Thursday, July 20, 2017

4 Completely Different Versions of the Story of Moses





What really comes home is that the story of Moses was seriously popular and surely this must be from the promotion efforts of Herod the Great in the decades before the birth of Jesus. This produced a market for other versions and the clear association with the ruling family getting into the mix.


This myth making all took place 1500 years after any of the events and several hundred years since the Hebrews put their founding story together after Babylon and all done during an era in which the Jews were distributed throughout the roman empire.


The truth is simply lost to history and may not be particularly important. The Jews created a scriptural basis and a literary culture to preserve their own identity. Few others did this and they are all mostly lost to history. That material was drawn from Egyptian sources in particular and other lost sources. After all Tyre was close as well.




4 Completely Different Versions of the Story of Moses


3 May, 2017 - 19:13 Mark Oliver

http://www.ancient-origins.net/history-famous-people/which-real-story-moses-was-he-criminal-philosopher-hero-or-atheist-008008?nopaging=1


The story of Moses doesn’t just show up in the Bible. In the ancient world, nearly every culture had their own version of what happened. The Egyptians, the Greeks, and the Romans all had their own way of explaining why thousands of people left Egypt to live in Jerusalem.

Extracted material:
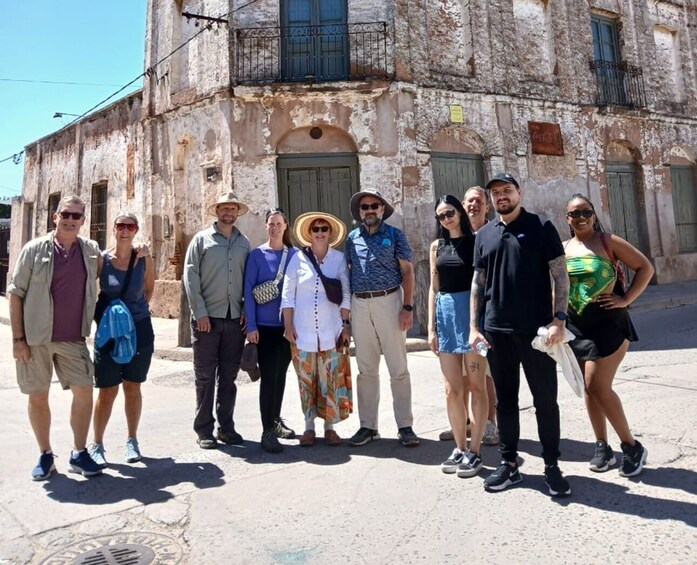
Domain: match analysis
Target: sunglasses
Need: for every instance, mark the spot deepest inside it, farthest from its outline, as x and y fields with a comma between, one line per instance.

--

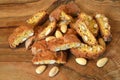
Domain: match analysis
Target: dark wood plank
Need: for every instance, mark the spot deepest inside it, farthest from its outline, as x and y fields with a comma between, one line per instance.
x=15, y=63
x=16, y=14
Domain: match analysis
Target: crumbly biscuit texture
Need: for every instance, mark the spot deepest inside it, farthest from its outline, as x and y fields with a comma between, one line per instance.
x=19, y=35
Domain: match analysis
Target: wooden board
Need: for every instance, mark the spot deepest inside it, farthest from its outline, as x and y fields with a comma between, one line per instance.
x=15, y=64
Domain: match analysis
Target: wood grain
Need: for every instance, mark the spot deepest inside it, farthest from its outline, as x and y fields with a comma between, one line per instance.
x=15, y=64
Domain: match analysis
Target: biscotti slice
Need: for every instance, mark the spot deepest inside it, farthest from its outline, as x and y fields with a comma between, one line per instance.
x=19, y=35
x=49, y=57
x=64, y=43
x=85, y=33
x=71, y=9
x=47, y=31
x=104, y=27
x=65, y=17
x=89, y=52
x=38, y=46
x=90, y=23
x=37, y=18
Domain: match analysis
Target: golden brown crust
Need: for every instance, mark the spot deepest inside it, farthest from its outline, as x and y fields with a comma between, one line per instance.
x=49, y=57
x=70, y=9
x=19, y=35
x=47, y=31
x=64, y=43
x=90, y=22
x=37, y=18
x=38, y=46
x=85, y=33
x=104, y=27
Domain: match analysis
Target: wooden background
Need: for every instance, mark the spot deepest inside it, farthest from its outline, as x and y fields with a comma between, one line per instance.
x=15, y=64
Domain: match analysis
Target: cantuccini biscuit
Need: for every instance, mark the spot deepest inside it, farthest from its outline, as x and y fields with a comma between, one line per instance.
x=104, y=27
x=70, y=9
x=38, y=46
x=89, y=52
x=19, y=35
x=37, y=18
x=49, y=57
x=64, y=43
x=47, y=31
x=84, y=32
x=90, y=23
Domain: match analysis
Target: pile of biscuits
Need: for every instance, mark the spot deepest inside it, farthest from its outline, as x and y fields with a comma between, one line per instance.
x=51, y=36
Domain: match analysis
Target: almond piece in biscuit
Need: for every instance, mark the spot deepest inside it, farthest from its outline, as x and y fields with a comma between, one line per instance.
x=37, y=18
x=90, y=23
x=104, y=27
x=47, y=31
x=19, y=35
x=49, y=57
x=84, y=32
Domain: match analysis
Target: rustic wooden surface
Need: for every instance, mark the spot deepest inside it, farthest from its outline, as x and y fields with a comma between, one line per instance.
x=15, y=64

--

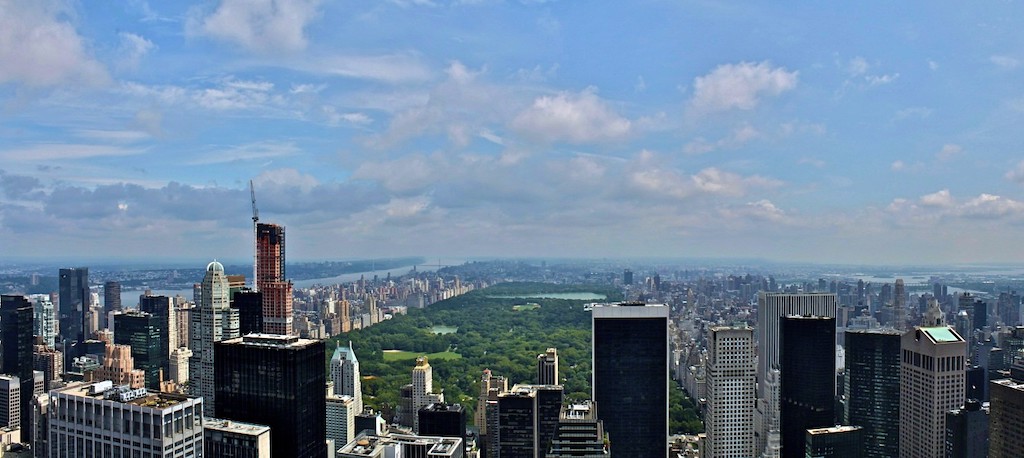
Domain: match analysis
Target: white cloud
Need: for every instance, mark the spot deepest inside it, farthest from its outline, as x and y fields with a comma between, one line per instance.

Task objective: Write out the passage of the post about the story of Moses, starting with "This myth making" and going on through "the roman empire.". The items are separate from the post about the story of Moses.

Finished exercise:
This myth making all took place 1500 years after any of the events and several hundred years since the Hebrews put their founding story together after Babylon and all done during an era in which the Jews were distributed throughout the roman empire.